§ Source document:

┌──

Kuhl said housing-first programs differ from other low-income housing programs such as Section 8 because they have less stringent requirements and do not exclude people because they have a history of eviction, property damage, substance use, a criminal background or other issues. These programs provide rental assistance coupled with case management to support those with chronic issues.

Faulk said what is needed to reduce the number of unsheltered people is more funding to increase staff for case management and more supportive facilities and housing, including inpatient facilities for mental health and substance abuse recovery housing for men.

“It’s not that these folks are people we can’t serve, it’s that the challenges they have are multifaceted, and what successful service looks like is something our network of services is not set up to provide,” Faulk said.

The community, though, has made some recent strides. As the Journal-World has reported, Douglas County is preparing to open a new behavioral health campus. The campus includes 10 one-bedroom apartments that will be operated by the Lawrence-Douglas County Housing Authority and will serve as permanent affordable and supportive housing for residents with behavioral health issues. A group housing facility, which will be operated by Bert Nash, will provide 12 beds of transitional housing, for between six and 12 months, for those recovering from behavioral health issues. The final piece of the project will be a crisis and recovery center that is expected to be completed before the end of 2021 and to be operating sometime in early 2022.

└──

[Stored data entries]

┌──

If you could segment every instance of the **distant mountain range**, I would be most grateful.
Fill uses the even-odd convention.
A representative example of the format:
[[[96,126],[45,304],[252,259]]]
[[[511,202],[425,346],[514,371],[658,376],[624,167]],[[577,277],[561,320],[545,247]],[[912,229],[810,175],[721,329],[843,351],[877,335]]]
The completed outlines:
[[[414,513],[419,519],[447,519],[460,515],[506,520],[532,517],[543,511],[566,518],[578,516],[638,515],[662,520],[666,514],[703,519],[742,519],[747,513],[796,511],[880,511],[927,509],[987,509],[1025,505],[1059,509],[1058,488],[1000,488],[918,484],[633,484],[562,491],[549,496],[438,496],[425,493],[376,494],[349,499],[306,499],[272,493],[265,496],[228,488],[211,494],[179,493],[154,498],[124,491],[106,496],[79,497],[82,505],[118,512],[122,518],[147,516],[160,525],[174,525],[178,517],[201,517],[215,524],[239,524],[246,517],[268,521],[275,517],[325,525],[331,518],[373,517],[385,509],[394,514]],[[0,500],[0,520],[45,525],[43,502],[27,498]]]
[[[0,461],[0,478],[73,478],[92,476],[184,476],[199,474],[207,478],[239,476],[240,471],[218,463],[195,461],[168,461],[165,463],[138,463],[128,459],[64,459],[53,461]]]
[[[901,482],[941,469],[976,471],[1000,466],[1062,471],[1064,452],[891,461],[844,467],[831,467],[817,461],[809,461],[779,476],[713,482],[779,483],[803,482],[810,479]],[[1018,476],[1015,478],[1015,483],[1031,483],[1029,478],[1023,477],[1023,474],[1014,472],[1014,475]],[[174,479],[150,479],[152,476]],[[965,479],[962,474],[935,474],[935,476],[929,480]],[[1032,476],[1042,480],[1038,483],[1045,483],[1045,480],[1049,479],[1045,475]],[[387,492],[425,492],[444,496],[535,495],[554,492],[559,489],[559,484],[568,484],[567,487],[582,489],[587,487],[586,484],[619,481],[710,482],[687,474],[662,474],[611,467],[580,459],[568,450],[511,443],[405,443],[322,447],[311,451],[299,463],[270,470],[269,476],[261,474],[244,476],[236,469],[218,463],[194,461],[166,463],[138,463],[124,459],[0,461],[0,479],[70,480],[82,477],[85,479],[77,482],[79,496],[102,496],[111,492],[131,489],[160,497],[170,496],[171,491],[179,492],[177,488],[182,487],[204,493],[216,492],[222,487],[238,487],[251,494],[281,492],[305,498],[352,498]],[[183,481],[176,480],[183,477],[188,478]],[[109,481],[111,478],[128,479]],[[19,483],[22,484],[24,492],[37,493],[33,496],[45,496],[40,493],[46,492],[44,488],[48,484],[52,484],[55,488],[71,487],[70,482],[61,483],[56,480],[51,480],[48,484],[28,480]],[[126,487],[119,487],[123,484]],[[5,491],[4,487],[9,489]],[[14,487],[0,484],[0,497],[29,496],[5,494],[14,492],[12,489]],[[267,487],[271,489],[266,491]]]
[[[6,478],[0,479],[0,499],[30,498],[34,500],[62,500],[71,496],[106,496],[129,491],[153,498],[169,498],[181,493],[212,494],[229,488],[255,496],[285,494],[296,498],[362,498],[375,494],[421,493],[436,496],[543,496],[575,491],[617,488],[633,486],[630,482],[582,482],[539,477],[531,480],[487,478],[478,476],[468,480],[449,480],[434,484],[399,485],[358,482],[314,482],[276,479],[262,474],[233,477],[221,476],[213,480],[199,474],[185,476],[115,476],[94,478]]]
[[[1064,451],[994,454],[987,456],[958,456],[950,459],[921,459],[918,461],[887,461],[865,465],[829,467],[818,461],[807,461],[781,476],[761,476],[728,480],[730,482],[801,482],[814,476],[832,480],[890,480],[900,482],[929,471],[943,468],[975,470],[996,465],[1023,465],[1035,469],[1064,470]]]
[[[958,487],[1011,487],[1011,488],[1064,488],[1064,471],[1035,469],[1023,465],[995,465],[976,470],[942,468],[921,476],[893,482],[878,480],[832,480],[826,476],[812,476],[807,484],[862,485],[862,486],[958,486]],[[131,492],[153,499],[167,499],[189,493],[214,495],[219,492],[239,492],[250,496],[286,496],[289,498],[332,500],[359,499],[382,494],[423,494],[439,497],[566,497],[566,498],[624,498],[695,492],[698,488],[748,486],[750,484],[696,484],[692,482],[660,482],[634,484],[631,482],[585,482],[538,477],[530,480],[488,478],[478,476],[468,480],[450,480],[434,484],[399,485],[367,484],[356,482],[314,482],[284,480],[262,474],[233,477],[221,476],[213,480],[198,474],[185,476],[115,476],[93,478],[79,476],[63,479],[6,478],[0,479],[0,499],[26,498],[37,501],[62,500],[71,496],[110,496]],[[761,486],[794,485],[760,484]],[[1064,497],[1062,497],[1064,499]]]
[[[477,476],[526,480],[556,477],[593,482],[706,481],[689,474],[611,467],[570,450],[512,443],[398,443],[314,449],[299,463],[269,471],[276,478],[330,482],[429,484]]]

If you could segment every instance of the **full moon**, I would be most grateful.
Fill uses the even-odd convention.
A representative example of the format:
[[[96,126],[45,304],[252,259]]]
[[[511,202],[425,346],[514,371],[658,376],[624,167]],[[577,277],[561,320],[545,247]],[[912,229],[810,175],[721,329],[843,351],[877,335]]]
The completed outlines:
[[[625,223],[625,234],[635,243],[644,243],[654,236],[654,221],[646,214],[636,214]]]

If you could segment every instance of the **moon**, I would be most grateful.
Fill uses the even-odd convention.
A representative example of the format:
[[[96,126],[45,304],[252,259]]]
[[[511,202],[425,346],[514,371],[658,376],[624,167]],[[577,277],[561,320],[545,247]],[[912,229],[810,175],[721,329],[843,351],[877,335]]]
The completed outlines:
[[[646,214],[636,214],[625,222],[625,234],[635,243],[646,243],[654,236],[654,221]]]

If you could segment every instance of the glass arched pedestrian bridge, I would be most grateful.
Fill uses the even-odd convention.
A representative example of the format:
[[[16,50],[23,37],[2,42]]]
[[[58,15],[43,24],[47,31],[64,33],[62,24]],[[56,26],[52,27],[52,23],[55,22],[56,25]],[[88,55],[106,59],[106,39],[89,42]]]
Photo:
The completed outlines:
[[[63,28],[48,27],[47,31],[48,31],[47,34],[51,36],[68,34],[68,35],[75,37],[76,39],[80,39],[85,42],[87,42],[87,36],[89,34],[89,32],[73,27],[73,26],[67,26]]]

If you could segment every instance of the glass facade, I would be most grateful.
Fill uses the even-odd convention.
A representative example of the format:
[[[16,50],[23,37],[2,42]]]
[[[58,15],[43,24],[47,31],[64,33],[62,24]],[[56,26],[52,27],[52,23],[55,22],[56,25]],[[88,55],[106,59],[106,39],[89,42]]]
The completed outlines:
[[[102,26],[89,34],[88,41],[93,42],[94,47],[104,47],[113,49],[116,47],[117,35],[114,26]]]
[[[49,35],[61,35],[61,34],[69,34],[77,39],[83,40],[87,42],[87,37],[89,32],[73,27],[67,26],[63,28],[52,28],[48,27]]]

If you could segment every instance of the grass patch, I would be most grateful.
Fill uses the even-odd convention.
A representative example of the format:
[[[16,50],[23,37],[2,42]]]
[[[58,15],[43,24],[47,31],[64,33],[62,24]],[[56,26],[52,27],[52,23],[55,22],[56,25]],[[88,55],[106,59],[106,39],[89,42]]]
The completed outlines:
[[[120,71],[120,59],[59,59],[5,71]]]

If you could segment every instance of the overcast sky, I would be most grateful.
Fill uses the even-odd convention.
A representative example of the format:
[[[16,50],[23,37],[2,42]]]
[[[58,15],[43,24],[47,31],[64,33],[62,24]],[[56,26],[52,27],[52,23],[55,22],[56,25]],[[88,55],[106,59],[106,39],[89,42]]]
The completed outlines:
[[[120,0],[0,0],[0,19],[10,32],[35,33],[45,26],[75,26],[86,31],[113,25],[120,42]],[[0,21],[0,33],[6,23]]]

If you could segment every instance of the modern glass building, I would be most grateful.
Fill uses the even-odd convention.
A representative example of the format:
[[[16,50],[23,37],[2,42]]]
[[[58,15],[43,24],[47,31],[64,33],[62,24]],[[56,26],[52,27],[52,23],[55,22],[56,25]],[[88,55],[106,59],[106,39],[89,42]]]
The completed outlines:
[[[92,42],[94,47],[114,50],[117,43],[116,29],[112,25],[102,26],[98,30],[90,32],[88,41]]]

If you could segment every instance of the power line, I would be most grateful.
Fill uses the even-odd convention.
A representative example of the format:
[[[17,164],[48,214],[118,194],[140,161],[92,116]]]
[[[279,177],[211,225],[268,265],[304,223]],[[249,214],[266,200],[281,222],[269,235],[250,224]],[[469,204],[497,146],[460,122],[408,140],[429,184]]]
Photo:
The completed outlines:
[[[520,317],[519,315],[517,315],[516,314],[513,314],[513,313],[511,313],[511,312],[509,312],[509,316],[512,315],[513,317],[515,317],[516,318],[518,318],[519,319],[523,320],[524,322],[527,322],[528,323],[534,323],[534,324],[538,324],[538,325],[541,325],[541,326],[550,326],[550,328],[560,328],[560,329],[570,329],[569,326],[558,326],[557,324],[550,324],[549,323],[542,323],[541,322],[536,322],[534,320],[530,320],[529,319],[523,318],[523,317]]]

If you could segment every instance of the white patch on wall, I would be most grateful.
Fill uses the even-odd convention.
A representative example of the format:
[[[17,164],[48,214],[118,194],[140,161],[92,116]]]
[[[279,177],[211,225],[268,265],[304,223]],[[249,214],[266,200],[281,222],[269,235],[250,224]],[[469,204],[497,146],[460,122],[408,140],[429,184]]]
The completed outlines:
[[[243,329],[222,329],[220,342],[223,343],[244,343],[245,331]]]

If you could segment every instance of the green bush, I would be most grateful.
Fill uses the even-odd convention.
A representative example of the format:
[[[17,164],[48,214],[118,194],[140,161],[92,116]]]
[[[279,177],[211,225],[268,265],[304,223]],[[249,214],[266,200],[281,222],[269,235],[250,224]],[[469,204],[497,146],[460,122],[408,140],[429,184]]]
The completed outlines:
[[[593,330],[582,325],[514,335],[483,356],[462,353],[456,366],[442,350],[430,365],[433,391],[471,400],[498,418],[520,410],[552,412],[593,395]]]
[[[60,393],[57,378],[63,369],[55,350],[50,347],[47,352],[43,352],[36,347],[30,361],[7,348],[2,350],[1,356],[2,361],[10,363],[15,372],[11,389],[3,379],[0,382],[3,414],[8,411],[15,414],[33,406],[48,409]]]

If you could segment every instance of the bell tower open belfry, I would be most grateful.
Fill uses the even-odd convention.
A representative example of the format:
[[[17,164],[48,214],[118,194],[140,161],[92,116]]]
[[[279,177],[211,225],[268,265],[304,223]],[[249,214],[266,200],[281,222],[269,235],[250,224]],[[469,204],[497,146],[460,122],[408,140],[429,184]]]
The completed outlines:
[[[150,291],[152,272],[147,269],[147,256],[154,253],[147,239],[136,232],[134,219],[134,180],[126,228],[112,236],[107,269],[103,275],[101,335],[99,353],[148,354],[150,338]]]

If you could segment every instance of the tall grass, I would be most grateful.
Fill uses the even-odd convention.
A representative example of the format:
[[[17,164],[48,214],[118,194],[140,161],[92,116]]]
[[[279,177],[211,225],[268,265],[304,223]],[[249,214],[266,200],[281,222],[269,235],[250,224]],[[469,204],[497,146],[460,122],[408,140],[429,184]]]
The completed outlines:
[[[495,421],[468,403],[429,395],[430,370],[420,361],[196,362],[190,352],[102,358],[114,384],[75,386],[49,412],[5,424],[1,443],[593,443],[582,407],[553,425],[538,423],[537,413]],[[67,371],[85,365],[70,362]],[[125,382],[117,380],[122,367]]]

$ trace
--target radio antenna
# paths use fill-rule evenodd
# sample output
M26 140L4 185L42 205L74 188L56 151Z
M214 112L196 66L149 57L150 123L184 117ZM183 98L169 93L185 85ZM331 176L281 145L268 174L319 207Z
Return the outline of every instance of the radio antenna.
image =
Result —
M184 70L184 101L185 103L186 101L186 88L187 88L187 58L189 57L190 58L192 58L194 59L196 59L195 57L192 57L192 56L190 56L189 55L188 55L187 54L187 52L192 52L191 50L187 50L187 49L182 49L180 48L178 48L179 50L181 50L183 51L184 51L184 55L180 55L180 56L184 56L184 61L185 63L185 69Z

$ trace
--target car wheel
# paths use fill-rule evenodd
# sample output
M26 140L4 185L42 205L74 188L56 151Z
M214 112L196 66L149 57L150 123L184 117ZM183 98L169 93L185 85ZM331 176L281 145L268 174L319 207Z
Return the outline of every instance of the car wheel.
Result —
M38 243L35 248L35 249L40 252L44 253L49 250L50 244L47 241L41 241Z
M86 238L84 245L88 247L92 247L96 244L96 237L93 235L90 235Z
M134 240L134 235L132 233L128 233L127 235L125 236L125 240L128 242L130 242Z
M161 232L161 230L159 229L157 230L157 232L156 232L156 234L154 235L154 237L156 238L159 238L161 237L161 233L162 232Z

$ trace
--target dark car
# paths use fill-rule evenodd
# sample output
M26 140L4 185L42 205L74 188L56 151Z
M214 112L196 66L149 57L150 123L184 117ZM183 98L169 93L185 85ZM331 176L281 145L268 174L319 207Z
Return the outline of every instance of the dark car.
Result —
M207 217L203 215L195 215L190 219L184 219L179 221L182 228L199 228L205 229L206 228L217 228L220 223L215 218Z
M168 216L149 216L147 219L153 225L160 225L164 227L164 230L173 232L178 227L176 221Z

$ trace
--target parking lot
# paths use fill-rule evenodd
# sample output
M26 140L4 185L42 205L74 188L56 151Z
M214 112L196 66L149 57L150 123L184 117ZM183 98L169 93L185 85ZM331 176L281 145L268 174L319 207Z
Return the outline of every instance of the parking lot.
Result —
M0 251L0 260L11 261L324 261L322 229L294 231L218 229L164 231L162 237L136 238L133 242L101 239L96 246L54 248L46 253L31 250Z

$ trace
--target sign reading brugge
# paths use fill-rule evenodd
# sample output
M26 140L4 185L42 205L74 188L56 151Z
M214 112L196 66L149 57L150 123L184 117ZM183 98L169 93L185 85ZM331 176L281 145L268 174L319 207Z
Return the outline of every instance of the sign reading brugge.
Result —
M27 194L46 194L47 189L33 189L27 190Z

└──

§ Task set:
#1 Can you condense the paragraph of the housing article that begins "The community, though, has made some recent strides" into a short bulleted list that keeps its main facts?
#2 Copy word for word the stretch of the housing article from "The community, though, has" through "in early 2022.".
You won't need the lines to work with the housing article.

§ Solutions to the problems:
#1
- Douglas County is preparing to open a new behavioral health campus.
- The Lawrence-Douglas County Housing Authority will operate 10 one-bedroom apartments there as permanent affordable and supportive housing for residents with behavioral health issues.
- Bert Nash will run a group housing facility with 12 beds of transitional housing, for six to 12 months, for people recovering from behavioral health issues.
- A crisis and recovery center is expected to be finished before the end of 2021 and to open in early 2022.

#2
The community, though, has made some recent strides. As the Journal-World has reported, Douglas County is preparing to open a new behavioral health campus. The campus includes 10 one-bedroom apartments that will be operated by the Lawrence-Douglas County Housing Authority and will serve as permanent affordable and supportive housing for residents with behavioral health issues. A group housing facility, which will be operated by Bert Nash, will provide 12 beds of transitional housing, for between six and 12 months, for those recovering from behavioral health issues. The final piece of the project will be a crisis and recovery center that is expected to be completed before the end of 2021 and to be operating sometime in early 2022.